Quote the passage of the children's budget text starting at "The fact that the" and ending at "expires in December.".

> _Text excerpt_:

-- Opening Marker --

Ongoing budget process offers lawmakers an opportunity to reverse trend and invest in kidsFederal Budget
Our Children’s Budget 2020 – released this fall during our annual Children’s Budget Summit – underscores an alarming trend: the share of federal spending on children continues to decline despite continued need. Fortunately for lawmakers, this trend could be reversed in the ongoing appropriations process by making proactive investments in children’s programs for the rest of Fiscal Year (FY) 2021.
In FY 2020, which ended on September 30, 2020, the federal government committed just 7.48% of its resources to children’s needs. That share has steadily decreased over the last few years, falling 9 percent since FY 2016. (An important caveat is that these figures do not include federal relief for COVID-19, but we do know that the vast majority of that relief thus far has not been spent on children.)
The fact that the share continues to drop is, in and of itself, concerning; that it does so while overall federal spending climbs higher – and specifically discretionary spending, which is decided annually by Congress and the President via appropriations – highlights not only that children are being ignored, but that lawmakers are actively choosing not to invest in their futures. We’re now almost two months into FY 2021, and Congress chose to continue funding levels from FY 2020 – meaning the trend will continue until and unless lawmakers choose to reverse it when the continuing resolution (CR) currently funding the government expires in December.
In 2019, Congress passed and the President signed the Bipartisan Budget Act of 2019, which raised statutory caps on discretionary spending for FY 2020 and 2021 that were established by the Budget Control Act (BCA) of 2011 and reduced by “sequestration” – an across-the-board cut to discretionary spending that neither political party wanted but nevertheless incurred because of Congress’s failure to agree to deficit reduction targets. As a result of the BCA and the sequester, discretionary spending has been inadequate for addressing any of the country’s needs, let alone children’s needs, for almost ten years. The Bipartisan Budget Act was a welcome development that should have allowed lawmakers to make the critical investments in children that they had ignored for the past decade.
Yet despite the fact that more than 80 percent of children’s programs are discretionary and discretionary spending was set to grow by $66 billion, children got just $3.5 billion of that increase in the annual appropriations process. Though Congress increased nondefense discretionary spending – which accounts for half of annual appropriations that benefit domestic programs – the children’s share of that spending went down.

-- Closing Marker --

> _Supplied entries_:

-- Opening Marker --

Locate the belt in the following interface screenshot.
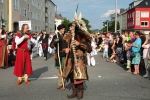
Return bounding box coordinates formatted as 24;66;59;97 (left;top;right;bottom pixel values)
18;48;29;52
77;56;84;59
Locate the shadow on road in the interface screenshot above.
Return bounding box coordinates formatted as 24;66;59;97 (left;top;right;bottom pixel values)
67;81;88;91
29;66;48;81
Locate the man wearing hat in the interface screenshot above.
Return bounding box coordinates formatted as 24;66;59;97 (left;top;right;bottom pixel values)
50;25;69;89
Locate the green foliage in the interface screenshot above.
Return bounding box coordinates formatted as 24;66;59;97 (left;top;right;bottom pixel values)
61;18;71;31
101;20;120;32
82;18;91;32
61;18;93;33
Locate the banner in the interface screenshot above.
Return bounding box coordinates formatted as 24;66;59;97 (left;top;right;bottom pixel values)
19;21;32;30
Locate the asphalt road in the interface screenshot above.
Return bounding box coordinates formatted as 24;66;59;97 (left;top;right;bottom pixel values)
0;54;150;100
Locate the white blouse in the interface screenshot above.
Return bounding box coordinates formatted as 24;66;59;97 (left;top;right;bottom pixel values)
15;36;24;45
1;34;6;39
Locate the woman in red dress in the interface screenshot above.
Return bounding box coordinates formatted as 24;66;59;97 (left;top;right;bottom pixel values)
14;24;32;85
0;29;8;69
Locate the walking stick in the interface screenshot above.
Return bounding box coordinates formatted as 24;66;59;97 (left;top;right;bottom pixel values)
56;34;65;89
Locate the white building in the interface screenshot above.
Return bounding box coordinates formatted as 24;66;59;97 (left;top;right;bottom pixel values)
55;14;63;33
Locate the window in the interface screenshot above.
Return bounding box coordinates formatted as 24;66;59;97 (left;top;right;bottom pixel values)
28;4;30;12
21;8;27;16
31;0;34;6
31;12;33;18
34;26;37;31
141;21;149;27
141;11;149;18
14;0;19;10
0;0;3;3
132;12;134;17
0;9;4;18
23;0;27;2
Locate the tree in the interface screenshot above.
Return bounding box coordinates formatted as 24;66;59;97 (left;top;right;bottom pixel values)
101;20;120;32
82;18;91;32
61;18;71;31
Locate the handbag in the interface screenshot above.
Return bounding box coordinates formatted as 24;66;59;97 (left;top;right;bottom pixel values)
146;59;150;71
131;52;136;57
90;57;96;66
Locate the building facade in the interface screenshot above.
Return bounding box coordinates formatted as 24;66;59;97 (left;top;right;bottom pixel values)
55;14;63;33
0;0;56;32
127;0;150;34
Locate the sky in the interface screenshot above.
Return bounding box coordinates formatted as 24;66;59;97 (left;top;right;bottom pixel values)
52;0;135;29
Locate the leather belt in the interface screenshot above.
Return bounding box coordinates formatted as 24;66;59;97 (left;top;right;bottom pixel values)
77;56;84;59
18;48;29;52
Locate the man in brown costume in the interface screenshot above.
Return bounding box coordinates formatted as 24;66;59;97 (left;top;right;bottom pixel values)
63;14;92;99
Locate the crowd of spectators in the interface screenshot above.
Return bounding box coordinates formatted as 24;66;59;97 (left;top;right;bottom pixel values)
95;31;150;78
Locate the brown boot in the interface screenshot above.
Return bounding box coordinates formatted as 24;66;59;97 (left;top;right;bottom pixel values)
67;83;77;99
78;83;84;99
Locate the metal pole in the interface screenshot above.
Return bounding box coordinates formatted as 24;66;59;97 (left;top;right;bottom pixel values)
107;21;108;33
115;0;118;32
1;15;3;29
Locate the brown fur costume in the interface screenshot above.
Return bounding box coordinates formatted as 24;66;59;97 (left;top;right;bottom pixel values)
63;32;92;78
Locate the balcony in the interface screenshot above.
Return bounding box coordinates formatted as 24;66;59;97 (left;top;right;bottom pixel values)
45;3;48;8
45;22;48;26
45;13;48;17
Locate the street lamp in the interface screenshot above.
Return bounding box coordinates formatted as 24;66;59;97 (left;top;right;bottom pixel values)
115;0;118;32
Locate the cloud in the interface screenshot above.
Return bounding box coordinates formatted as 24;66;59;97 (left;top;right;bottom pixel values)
101;9;120;18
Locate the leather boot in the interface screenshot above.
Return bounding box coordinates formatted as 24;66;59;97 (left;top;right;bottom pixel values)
67;83;77;99
78;83;84;100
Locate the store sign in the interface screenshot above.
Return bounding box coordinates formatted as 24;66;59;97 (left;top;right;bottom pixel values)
19;21;32;30
135;11;141;26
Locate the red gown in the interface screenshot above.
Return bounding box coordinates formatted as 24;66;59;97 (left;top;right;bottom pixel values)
0;39;8;67
14;33;33;77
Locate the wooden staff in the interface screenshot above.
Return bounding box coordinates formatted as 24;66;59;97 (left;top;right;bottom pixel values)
56;34;65;89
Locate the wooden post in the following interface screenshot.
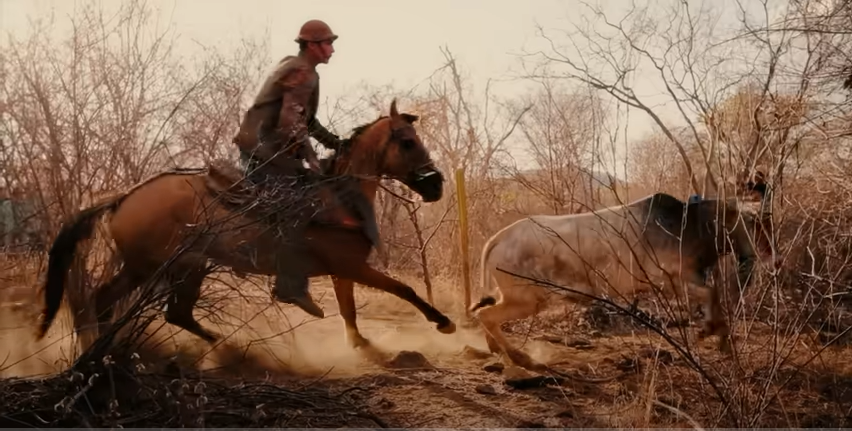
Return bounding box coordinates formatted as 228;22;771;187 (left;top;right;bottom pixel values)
456;168;470;317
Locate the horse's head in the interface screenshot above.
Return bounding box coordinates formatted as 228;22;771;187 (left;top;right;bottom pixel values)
339;99;444;202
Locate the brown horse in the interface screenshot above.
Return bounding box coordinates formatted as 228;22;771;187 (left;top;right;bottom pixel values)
37;100;455;352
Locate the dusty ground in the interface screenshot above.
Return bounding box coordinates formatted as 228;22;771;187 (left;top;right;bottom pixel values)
0;270;852;427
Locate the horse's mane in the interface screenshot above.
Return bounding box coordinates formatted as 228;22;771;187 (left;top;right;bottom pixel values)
349;115;388;141
320;115;388;173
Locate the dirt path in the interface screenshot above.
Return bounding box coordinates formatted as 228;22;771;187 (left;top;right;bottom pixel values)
0;279;744;427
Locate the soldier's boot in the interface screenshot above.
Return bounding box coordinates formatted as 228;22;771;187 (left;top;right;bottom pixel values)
273;247;325;319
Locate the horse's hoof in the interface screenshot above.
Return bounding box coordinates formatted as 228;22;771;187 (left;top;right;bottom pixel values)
349;336;370;349
719;336;734;355
438;320;456;334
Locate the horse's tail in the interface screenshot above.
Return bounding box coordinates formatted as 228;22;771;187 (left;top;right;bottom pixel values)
36;194;126;340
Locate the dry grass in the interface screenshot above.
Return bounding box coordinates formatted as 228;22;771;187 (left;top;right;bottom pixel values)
4;266;852;427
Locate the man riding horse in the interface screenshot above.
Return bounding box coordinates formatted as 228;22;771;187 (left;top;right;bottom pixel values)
234;20;378;317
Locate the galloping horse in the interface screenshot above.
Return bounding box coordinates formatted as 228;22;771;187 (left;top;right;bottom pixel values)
36;99;455;352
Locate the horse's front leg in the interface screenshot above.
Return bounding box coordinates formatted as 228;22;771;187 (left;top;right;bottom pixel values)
331;276;370;349
337;262;456;334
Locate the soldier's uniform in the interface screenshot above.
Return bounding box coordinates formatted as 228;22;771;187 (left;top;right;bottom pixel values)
234;20;379;317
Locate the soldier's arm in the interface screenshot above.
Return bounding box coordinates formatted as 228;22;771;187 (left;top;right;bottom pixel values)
308;87;341;151
308;117;340;151
250;68;308;170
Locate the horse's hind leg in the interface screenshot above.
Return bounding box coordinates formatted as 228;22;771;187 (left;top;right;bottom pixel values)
337;264;456;334
95;267;139;344
472;286;543;371
166;269;218;343
331;277;370;348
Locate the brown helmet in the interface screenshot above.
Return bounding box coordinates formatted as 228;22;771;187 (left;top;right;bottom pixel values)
296;19;338;43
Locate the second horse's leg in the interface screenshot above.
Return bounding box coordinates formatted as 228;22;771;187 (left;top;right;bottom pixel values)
161;268;218;343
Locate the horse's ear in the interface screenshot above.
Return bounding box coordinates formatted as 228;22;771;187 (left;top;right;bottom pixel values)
391;97;399;118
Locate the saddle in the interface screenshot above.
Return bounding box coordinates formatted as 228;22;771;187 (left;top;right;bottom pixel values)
204;159;363;233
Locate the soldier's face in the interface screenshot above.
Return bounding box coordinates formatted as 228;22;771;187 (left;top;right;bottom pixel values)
313;40;334;63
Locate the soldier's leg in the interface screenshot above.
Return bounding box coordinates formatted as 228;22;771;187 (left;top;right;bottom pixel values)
274;174;325;318
274;244;325;319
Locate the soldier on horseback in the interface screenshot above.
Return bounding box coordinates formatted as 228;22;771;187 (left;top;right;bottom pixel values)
234;20;378;317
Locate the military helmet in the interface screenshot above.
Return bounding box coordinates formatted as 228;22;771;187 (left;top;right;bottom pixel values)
296;19;338;43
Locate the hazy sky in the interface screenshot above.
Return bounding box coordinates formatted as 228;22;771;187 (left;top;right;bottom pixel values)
0;0;772;177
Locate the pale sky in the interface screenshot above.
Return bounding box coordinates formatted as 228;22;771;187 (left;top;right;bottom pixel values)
0;0;780;176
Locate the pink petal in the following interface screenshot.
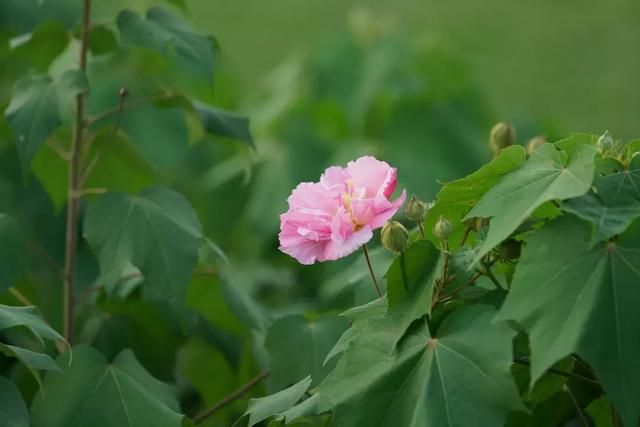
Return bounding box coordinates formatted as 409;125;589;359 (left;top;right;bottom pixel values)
346;156;397;198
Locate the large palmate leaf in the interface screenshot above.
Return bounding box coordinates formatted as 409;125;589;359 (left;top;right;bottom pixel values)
244;377;311;427
117;7;214;80
0;214;27;292
562;156;640;243
466;140;596;262
318;305;523;427
265;315;349;388
499;216;640;425
31;346;183;427
0;376;29;427
84;187;202;308
424;145;526;247
5;70;88;166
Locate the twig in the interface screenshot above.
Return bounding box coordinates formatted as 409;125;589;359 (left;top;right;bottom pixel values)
193;371;271;425
63;0;91;345
80;88;129;186
562;383;589;427
89;93;175;125
362;243;382;297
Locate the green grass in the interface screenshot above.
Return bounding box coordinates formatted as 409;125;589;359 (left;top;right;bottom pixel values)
188;0;640;138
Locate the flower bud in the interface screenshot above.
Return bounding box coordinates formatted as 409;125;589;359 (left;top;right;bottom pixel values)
527;136;547;157
489;122;516;154
433;216;453;239
404;194;428;221
380;221;409;252
598;130;615;154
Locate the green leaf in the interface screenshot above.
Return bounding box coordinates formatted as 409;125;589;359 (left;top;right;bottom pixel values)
117;7;214;81
244;376;311;427
465;144;596;264
265;315;349;388
4;70;88;167
0;304;64;348
0;376;29;427
562;157;640;243
318;305;524;427
424;145;526;247
0;214;27;292
498;216;640;425
84;187;202;309
386;240;443;342
31;346;183;427
192;100;254;147
0;343;61;387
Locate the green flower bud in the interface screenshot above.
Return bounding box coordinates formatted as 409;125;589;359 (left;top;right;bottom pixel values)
433;216;453;240
598;130;615;154
380;221;409;252
404;194;428;221
527;136;547;157
489;122;516;154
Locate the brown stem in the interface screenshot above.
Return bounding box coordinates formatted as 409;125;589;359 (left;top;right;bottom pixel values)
362;243;382;297
64;0;91;344
193;371;271;425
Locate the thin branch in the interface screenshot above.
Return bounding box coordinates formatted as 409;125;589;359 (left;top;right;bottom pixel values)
63;0;91;345
80;88;129;186
89;93;175;125
193;371;271;425
362;243;382;297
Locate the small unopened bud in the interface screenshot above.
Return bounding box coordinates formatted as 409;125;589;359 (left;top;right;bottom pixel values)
598;130;615;154
404;194;428;221
527;136;547;157
380;221;409;252
489;122;516;154
433;216;453;240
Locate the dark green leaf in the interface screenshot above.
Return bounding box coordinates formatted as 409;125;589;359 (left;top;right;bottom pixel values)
84;187;202;309
318;305;524;427
31;346;183;427
117;7;214;81
466;144;596;262
244;377;311;427
265;315;349;388
0;376;29;427
5;70;88;167
0;214;27;292
499;216;640;425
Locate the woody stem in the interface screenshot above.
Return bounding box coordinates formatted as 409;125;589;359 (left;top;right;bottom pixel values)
362;244;382;297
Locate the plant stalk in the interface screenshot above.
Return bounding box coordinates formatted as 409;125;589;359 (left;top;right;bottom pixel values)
362;243;382;297
63;0;91;345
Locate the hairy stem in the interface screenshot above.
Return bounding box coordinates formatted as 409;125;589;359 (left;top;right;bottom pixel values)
362;243;382;297
193;371;271;425
64;0;91;344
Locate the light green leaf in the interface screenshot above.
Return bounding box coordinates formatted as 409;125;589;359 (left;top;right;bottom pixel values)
562;157;640;243
84;187;202;309
0;304;64;348
117;7;214;81
0;214;27;292
265;315;349;388
192;100;254;146
465;144;596;263
31;346;183;427
424;145;526;247
0;376;29;427
498;216;640;425
4;70;88;167
318;305;524;427
244;376;311;427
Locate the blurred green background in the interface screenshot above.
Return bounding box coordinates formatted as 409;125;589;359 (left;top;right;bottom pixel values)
0;0;640;426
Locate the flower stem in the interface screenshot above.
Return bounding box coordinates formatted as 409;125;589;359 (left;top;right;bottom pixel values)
362;243;382;297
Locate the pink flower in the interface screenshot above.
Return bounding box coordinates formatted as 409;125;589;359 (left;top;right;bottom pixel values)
279;156;406;264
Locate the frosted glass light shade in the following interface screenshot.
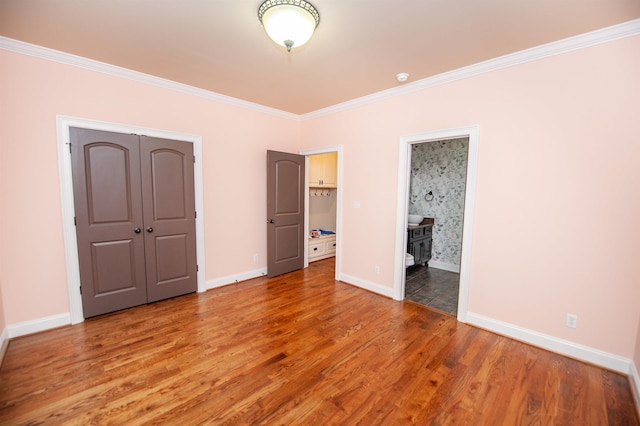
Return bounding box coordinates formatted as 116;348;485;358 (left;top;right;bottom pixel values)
258;0;320;51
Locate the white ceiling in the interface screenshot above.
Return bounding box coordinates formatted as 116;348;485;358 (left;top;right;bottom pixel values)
0;0;640;114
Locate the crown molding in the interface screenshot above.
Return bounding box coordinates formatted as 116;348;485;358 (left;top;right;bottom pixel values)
300;19;640;120
0;19;640;121
0;36;300;121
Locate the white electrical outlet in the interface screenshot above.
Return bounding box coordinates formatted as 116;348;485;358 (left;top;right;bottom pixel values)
566;314;578;328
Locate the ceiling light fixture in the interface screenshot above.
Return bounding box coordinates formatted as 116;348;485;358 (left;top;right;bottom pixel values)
258;0;320;52
396;72;409;83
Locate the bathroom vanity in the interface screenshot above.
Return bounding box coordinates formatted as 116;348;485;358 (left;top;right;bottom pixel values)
407;218;434;266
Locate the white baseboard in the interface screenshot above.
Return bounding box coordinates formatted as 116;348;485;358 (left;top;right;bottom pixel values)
7;312;71;339
629;362;640;415
338;274;393;298
467;312;631;374
0;327;9;365
205;268;267;290
429;259;460;274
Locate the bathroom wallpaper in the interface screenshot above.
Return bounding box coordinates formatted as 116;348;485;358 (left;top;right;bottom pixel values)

-- Closing Marker --

> _Task solution_:
The fact that the share continues to drop is, in and of itself, concerning; that it does so while overall federal spending climbs higher – and specifically discretionary spending, which is decided annually by Congress and the President via appropriations – highlights not only that children are being ignored, but that lawmakers are actively choosing not to invest in their futures. We’re now almost two months into FY 2021, and Congress chose to continue funding levels from FY 2020 – meaning the trend will continue until and unless lawmakers choose to reverse it when the continuing resolution (CR) currently funding the government expires in December.